Start of Text block
The Spring Summer Fashion Week Roundup You Need to See
2021 Marks the Return of In-Person Fashion Week
By Danielle Viljoen
September 2021 was a month to remember in the fashion world. After 18 months and three fashion seasons of on-screen digital shows, in-person shows were finally back and life seemed semi-normal again. While most notarized brands, synonymous with fashion week, showed, two big brands were clearly missing, namely Burberry and Victoria Beckham as they opted, like many others, for digital shows.
Attendees gathered from far and wide. Safety was still a priority with the notion being that only vaccinated or those able to show negative COVID results were able to attend.
While not all of the below brands tick all of the sustainability and ethical boxes - they have all made huge strides in that regard. Many brands are realizing that they don’t only have a moral obligation to sustainability, but that their consumers are educated in this regard and demand more from them. Having in-person shows that create a carbon footprint may seem counterproductive to sustainability, the networking and ideas that come from people being together is unmatched.
This season brought with it a very strong ode to the seventies with it’s granny-florals, gingham and checks and crochet detailing. Bright hues were thrown into the spotlight signalling a burst of energy after a lull that was COVID and lockdown.
Here is a roundup of our favorite, sustainable, Spring/Summer 2022 collections.
London Fashion Week
Richard Quinn gets the Queen’s stamp of approval. In 2018 she appeared at one of his shows where she presented him with the inaugural Queen Elizabeth II Award for British Design. He is renowned for his elaborate, granny-like, floral prints which he digitally prints. This allows him to use 70% less water and 80% less energy.
Images Richard Quinn
The collection was inspired by Agatha Christie and boasted floor-sweeping, breezy dresses, cross-stitch motifs and Italian woven checks.
Images Temperley London
Vivienne Westwood has been revisiting her past collections for a couple of seasons now. Celebrities and regular consumers alike are looking to the past for inspiration and celebrities seem to have a penchant for wearing vintage designer clothes. She has identified the ‘trend’ in this and capitalized on old designs with a modern twist. It’s also worth noting that in this collection 98% of the materials she has used are low-impact and cruelty-free. She has also used no virgin synthetic fabrics.
Images Vivienne Westwood
Images S.S Daley
Richard Malone believes in small-scale with a restraint on wholesale. He prefers a made-to-order approach. His materials are either recycled or sustainably sourced. You won't find him slapping a seasonal label on his ranges and this is all due to his commitment to sustainability.
Images Richard Malone
Osman Yousefzada created a capsule collection of 15 looks all made of Tencel Luxe, an alternative to silk produced from sustainably-sourced wood-pulp. In his collection he boasts Tencel Luxe in its many different forms when blended.
Images Duro Olowu
The collection was inspired by children and the mother-daughter bond. Key links to her inspiration included nursing bras, oversized bib-like collars and chiffon nighties. The whimsical collection was a textural feast for those attending the show.
Images Simone Rocha
Milan Fashion Week
Etro gave us a show of seventies-inspired prints and asymmetrical tailoring. Etro is known for their continued research into sustainable fabrics. They only use natural dyes and vegan materials. In 2019 Etro created a jacket from 120 recycled plastic bottles.
End of Text block
Start of Source information
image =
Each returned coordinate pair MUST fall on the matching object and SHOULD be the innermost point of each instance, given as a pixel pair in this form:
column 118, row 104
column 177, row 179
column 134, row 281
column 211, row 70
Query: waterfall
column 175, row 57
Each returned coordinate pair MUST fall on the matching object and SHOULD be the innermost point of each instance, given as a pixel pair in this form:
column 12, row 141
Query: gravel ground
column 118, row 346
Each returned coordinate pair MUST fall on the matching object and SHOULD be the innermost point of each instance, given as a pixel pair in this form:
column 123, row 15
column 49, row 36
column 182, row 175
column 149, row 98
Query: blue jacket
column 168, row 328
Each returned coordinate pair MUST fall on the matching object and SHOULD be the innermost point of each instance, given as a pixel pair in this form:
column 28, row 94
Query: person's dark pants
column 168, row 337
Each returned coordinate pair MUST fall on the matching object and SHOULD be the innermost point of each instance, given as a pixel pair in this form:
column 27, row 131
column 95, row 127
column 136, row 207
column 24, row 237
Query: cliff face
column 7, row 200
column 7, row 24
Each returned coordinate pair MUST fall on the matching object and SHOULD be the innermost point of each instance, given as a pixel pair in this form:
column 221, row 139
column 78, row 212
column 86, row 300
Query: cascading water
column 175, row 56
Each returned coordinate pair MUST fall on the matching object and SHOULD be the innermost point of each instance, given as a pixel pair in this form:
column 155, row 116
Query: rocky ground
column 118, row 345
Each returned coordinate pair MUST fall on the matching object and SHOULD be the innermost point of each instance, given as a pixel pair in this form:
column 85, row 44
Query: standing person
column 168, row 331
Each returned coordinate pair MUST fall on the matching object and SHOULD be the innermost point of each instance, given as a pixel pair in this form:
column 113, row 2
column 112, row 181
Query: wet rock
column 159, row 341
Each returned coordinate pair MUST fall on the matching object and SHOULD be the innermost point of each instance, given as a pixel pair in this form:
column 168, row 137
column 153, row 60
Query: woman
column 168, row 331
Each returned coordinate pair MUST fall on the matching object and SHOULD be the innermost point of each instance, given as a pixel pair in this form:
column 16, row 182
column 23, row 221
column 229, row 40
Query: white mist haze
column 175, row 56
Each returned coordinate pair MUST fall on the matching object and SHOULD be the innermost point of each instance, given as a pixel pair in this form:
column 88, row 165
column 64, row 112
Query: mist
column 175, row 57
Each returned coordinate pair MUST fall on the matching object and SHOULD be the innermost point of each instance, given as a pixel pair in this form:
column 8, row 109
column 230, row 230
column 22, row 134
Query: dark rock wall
End of Source information
Using the fashion week roundup, decide whether each statement agrees with it: (a) Richard Quinn's digital printing lets him use 70% less water. (b) Osman Yousefzada's capsule collection was made up of 20 looks. (c) Etro made a jacket from recycled plastic bottles in 2019. Answer yes or no for each and quote the words that decide it.

* Written response
(a) Yes: "This allows him to use 70% less water and 80% less energy."
(b) No: "Osman Yousefzada created a capsule collection of 15 looks"
(c) Yes: "In 2019 Etro created a jacket from 120 recycled plastic bottles."